◆ **DATA SUPPLIED**:

<<<<

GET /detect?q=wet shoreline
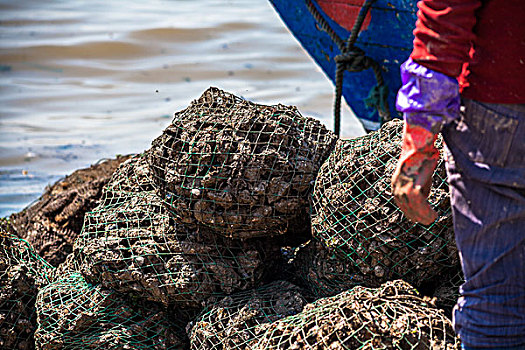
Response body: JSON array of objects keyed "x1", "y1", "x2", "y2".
[{"x1": 0, "y1": 0, "x2": 363, "y2": 217}]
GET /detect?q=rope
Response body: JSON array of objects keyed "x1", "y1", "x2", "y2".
[{"x1": 306, "y1": 0, "x2": 391, "y2": 136}]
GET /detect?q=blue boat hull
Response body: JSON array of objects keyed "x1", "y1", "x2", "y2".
[{"x1": 270, "y1": 0, "x2": 417, "y2": 130}]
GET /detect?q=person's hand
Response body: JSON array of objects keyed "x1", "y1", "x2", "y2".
[{"x1": 392, "y1": 122, "x2": 439, "y2": 225}]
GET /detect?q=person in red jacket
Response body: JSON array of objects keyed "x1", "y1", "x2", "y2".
[{"x1": 392, "y1": 0, "x2": 525, "y2": 349}]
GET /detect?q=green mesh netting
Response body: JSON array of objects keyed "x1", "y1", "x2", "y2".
[
  {"x1": 293, "y1": 240, "x2": 366, "y2": 297},
  {"x1": 35, "y1": 273, "x2": 186, "y2": 350},
  {"x1": 312, "y1": 121, "x2": 457, "y2": 286},
  {"x1": 189, "y1": 281, "x2": 307, "y2": 350},
  {"x1": 74, "y1": 155, "x2": 272, "y2": 307},
  {"x1": 250, "y1": 280, "x2": 458, "y2": 350},
  {"x1": 148, "y1": 88, "x2": 336, "y2": 238},
  {"x1": 0, "y1": 221, "x2": 53, "y2": 350}
]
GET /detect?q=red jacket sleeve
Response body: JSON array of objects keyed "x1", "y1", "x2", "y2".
[{"x1": 410, "y1": 0, "x2": 481, "y2": 78}]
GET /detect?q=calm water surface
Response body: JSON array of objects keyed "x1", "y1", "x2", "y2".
[{"x1": 0, "y1": 0, "x2": 363, "y2": 217}]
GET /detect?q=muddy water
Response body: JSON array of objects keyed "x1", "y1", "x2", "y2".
[{"x1": 0, "y1": 0, "x2": 363, "y2": 217}]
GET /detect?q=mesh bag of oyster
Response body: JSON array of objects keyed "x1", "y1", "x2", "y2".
[
  {"x1": 249, "y1": 280, "x2": 459, "y2": 350},
  {"x1": 312, "y1": 120, "x2": 458, "y2": 286},
  {"x1": 72, "y1": 154, "x2": 279, "y2": 308},
  {"x1": 35, "y1": 273, "x2": 187, "y2": 350},
  {"x1": 0, "y1": 224, "x2": 53, "y2": 350},
  {"x1": 148, "y1": 88, "x2": 337, "y2": 238},
  {"x1": 188, "y1": 281, "x2": 307, "y2": 350}
]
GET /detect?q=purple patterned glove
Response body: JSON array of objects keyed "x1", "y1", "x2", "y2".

>>>>

Format every line of the records above as a numbered list, skipping blank lines. Leave the pictures out of the list.

1. GET /detect?q=wet shoreline
2. Response body: JSON array of objects keyed "x1", "y1", "x2", "y2".
3. [{"x1": 0, "y1": 0, "x2": 363, "y2": 217}]
4. GET /detect?q=rope
5. Response body: JSON array of objects keyed "x1", "y1", "x2", "y2".
6. [{"x1": 306, "y1": 0, "x2": 391, "y2": 136}]
7. GET /detect?q=blue boat hull
8. Response body: JSON array of objects keyed "x1", "y1", "x2", "y2".
9. [{"x1": 270, "y1": 0, "x2": 417, "y2": 130}]
10. GET /detect?q=person's hand
11. Response body: JSON array of objects keyed "x1", "y1", "x2", "y2".
12. [{"x1": 392, "y1": 122, "x2": 439, "y2": 225}]
13. GET /detect?q=person in red jacket
14. Response body: JSON array of objects keyed "x1", "y1", "x2", "y2".
15. [{"x1": 392, "y1": 0, "x2": 525, "y2": 349}]
16. GET /detect?q=green mesh netting
17. Response body: JSON array of objects keyed "x1", "y1", "x2", "y2".
18. [
19.   {"x1": 293, "y1": 240, "x2": 366, "y2": 297},
20.   {"x1": 35, "y1": 273, "x2": 186, "y2": 350},
21.   {"x1": 312, "y1": 121, "x2": 457, "y2": 286},
22.   {"x1": 189, "y1": 281, "x2": 307, "y2": 350},
23.   {"x1": 74, "y1": 155, "x2": 272, "y2": 307},
24.   {"x1": 250, "y1": 280, "x2": 458, "y2": 350},
25.   {"x1": 148, "y1": 88, "x2": 336, "y2": 238},
26.   {"x1": 0, "y1": 221, "x2": 53, "y2": 350}
27. ]
28. GET /detect?q=red jacket sleeve
29. Response body: JSON array of objects keyed "x1", "y1", "x2", "y2".
30. [{"x1": 410, "y1": 0, "x2": 481, "y2": 78}]
31. GET /detect?q=calm water surface
32. Response body: JSON array of objects keyed "x1", "y1", "x2", "y2".
33. [{"x1": 0, "y1": 0, "x2": 363, "y2": 217}]
34. GET /detect?q=muddy water
35. Response body: JSON array of objects keyed "x1", "y1", "x2", "y2".
36. [{"x1": 0, "y1": 0, "x2": 363, "y2": 217}]
37. GET /detect?q=mesh bag of oyster
38. Response body: JSON array of objects keyed "x1", "y1", "x2", "y2".
39. [
40.   {"x1": 249, "y1": 280, "x2": 459, "y2": 350},
41.   {"x1": 312, "y1": 120, "x2": 458, "y2": 286},
42.   {"x1": 72, "y1": 154, "x2": 279, "y2": 308},
43.   {"x1": 35, "y1": 273, "x2": 187, "y2": 350},
44.   {"x1": 0, "y1": 224, "x2": 53, "y2": 350},
45.   {"x1": 148, "y1": 88, "x2": 337, "y2": 238},
46.   {"x1": 188, "y1": 281, "x2": 307, "y2": 350}
47. ]
48. GET /detect?q=purple patterned glove
49. Response body: JSON array of objects keyed "x1", "y1", "x2", "y2".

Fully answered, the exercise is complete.